Work task —
Your task is to copy every line of the records below that contains "correct".

Dataset entries:
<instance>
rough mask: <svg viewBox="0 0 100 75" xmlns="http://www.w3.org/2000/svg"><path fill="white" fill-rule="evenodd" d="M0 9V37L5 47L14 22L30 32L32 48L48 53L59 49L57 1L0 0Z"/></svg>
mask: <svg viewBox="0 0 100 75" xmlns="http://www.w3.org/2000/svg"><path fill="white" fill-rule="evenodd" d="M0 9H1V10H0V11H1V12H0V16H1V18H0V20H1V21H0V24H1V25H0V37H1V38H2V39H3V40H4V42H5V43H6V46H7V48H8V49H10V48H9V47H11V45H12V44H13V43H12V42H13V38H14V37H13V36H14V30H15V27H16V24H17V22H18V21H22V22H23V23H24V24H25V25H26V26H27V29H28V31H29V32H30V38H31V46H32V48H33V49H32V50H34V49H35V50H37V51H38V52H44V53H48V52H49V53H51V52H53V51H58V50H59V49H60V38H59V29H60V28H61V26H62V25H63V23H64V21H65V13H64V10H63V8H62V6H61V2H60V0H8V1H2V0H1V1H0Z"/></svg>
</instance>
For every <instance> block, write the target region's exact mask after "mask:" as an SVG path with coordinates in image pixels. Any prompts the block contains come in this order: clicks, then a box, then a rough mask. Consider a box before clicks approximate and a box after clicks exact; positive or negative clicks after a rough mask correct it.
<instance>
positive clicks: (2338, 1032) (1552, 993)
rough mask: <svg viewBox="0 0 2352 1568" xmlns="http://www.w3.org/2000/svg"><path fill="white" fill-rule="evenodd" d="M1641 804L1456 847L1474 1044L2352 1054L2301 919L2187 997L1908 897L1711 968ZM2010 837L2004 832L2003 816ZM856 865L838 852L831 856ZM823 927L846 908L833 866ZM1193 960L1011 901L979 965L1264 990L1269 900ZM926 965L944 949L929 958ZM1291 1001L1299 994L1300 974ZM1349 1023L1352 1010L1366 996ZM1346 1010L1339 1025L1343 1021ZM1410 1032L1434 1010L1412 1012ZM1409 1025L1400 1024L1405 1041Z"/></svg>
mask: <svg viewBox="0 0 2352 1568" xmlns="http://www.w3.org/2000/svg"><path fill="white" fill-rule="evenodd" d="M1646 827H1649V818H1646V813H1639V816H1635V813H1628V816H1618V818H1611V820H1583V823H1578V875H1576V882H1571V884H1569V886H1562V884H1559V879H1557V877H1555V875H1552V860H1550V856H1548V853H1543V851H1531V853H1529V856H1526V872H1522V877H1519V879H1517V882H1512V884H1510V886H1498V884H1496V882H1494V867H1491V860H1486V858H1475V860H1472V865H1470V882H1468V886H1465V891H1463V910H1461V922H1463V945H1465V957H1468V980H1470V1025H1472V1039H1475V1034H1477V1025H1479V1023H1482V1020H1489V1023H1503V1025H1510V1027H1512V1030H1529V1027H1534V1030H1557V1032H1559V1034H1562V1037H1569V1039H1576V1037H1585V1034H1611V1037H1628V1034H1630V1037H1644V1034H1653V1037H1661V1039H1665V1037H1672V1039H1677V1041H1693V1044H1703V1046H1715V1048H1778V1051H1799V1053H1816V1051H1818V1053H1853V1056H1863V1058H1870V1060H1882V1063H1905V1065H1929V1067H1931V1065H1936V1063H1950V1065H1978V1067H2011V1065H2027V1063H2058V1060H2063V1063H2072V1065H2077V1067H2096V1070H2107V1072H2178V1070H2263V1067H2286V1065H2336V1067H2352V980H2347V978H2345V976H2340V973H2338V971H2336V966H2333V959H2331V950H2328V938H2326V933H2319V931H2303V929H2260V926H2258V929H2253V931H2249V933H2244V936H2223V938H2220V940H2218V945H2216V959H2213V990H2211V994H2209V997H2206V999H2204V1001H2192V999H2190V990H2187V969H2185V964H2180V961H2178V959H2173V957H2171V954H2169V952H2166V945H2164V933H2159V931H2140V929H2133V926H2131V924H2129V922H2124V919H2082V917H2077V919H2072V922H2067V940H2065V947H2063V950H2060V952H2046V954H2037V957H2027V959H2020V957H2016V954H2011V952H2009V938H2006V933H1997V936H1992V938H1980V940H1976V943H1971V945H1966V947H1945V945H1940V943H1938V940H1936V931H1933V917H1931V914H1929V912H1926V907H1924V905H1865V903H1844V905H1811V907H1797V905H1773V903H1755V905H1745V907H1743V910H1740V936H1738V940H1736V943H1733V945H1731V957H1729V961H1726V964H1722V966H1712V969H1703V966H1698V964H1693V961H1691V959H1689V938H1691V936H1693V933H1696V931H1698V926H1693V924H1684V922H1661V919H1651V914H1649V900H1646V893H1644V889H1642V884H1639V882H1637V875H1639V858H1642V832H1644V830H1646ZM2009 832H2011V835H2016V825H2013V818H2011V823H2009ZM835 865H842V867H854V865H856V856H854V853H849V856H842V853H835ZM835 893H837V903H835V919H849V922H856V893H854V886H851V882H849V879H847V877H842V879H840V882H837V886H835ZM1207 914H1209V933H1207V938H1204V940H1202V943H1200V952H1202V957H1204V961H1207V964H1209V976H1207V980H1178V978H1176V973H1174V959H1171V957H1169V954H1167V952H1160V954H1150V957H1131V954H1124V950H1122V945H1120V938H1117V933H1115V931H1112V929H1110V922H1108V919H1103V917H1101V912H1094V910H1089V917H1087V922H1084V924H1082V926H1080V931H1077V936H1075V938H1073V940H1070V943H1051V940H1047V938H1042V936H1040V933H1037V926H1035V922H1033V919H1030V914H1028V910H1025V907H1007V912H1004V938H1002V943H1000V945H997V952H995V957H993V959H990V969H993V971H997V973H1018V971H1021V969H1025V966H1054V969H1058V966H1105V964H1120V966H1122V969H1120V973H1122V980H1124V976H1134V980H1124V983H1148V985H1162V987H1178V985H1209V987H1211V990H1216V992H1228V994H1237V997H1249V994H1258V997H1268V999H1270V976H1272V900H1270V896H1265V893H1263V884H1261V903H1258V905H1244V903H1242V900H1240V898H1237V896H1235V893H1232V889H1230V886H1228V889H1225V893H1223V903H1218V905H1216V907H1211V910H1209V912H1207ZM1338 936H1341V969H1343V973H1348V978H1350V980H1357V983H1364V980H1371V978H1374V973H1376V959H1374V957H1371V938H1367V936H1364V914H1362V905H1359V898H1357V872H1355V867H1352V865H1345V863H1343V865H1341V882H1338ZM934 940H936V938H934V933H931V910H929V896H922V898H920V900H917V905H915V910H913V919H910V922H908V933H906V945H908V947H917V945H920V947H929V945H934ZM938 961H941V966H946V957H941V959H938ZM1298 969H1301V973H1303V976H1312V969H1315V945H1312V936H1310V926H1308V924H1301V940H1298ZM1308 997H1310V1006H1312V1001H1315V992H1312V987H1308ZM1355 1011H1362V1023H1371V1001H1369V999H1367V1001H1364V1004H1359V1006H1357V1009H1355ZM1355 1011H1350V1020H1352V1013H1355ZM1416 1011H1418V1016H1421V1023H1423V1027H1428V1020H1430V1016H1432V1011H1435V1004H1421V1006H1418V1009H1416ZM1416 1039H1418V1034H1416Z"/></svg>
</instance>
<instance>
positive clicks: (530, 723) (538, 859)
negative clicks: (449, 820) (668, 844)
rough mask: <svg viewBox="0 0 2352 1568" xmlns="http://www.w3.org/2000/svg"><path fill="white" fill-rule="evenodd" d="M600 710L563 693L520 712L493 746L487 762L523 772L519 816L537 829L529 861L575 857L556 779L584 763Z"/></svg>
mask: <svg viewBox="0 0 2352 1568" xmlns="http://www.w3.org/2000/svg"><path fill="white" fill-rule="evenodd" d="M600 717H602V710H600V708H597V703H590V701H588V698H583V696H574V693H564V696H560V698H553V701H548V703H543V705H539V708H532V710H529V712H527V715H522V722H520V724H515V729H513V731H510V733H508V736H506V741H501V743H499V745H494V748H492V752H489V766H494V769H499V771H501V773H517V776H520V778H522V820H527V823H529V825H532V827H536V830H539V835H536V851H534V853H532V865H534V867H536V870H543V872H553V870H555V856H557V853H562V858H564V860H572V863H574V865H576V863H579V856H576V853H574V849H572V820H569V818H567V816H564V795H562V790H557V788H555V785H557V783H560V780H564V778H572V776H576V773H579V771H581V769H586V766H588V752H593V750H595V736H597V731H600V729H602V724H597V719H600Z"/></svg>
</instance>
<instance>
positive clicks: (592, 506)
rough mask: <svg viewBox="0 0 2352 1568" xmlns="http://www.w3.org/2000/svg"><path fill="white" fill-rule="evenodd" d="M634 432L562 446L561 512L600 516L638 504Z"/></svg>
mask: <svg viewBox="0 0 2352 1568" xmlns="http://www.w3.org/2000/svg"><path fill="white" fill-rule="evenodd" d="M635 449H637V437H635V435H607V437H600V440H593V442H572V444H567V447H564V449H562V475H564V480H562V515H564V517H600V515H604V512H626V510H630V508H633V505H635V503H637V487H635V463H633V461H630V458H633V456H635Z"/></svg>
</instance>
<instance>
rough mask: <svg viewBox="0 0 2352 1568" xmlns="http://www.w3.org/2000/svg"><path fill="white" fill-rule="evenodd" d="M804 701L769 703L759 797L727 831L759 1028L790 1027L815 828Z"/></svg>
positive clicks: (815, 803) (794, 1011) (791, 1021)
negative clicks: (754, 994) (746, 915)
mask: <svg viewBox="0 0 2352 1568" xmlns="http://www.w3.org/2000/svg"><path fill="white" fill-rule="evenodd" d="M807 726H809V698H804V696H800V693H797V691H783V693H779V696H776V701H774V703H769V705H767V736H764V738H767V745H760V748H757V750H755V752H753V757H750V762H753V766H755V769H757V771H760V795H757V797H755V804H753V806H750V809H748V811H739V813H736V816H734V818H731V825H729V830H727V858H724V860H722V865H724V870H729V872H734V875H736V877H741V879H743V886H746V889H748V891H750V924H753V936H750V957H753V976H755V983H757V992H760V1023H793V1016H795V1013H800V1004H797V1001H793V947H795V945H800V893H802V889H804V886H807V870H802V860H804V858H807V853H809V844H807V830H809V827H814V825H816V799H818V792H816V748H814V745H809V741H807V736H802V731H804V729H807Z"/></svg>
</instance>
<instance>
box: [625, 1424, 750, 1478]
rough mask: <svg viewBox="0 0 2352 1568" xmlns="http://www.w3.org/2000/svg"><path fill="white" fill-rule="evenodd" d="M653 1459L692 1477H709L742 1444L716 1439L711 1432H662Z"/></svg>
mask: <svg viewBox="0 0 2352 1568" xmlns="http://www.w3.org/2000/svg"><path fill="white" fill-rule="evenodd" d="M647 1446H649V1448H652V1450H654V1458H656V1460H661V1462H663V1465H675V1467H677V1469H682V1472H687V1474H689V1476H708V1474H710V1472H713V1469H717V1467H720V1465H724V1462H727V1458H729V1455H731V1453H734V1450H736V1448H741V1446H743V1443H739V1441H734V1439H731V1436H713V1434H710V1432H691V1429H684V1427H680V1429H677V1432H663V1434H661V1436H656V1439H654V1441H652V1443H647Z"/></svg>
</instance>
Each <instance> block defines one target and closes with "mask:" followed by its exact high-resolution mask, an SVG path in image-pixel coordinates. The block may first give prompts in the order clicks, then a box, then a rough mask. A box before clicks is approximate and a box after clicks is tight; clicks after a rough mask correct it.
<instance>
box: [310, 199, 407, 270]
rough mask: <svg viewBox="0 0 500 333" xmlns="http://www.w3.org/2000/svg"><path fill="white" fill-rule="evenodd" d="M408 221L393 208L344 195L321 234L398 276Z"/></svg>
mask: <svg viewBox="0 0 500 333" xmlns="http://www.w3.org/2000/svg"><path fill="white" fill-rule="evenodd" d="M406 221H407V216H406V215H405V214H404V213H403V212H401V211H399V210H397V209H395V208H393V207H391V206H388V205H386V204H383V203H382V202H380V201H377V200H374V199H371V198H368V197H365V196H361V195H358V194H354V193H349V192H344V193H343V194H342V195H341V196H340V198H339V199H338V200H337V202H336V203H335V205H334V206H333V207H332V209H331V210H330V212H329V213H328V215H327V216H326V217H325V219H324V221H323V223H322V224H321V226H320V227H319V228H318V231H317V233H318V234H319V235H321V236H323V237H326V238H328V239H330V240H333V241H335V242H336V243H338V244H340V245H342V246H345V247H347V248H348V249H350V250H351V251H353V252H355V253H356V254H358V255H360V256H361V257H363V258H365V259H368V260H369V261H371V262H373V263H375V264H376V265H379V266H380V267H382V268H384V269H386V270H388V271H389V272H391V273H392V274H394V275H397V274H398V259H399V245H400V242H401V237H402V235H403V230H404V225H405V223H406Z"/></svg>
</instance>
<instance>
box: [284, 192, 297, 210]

Answer to this problem —
For every <instance> block, write the target region's exact mask after "mask:" as an SVG path with coordinates in image pixels. Any prompts the block contains come in this order: clicks, then a box, then a rough mask. Consider a box before clicks approximate and a box after clicks exact; positive or negative clicks after a rough mask correct it.
Each <instance> block defines one target and closes with "mask:" followed by its exact high-resolution mask, an SVG path in image-pixel coordinates. The block may first give prompts in the order clicks, then a box, then a rough mask. A box before clicks is approximate and a box after clicks is tight; clicks after a rough mask correct it.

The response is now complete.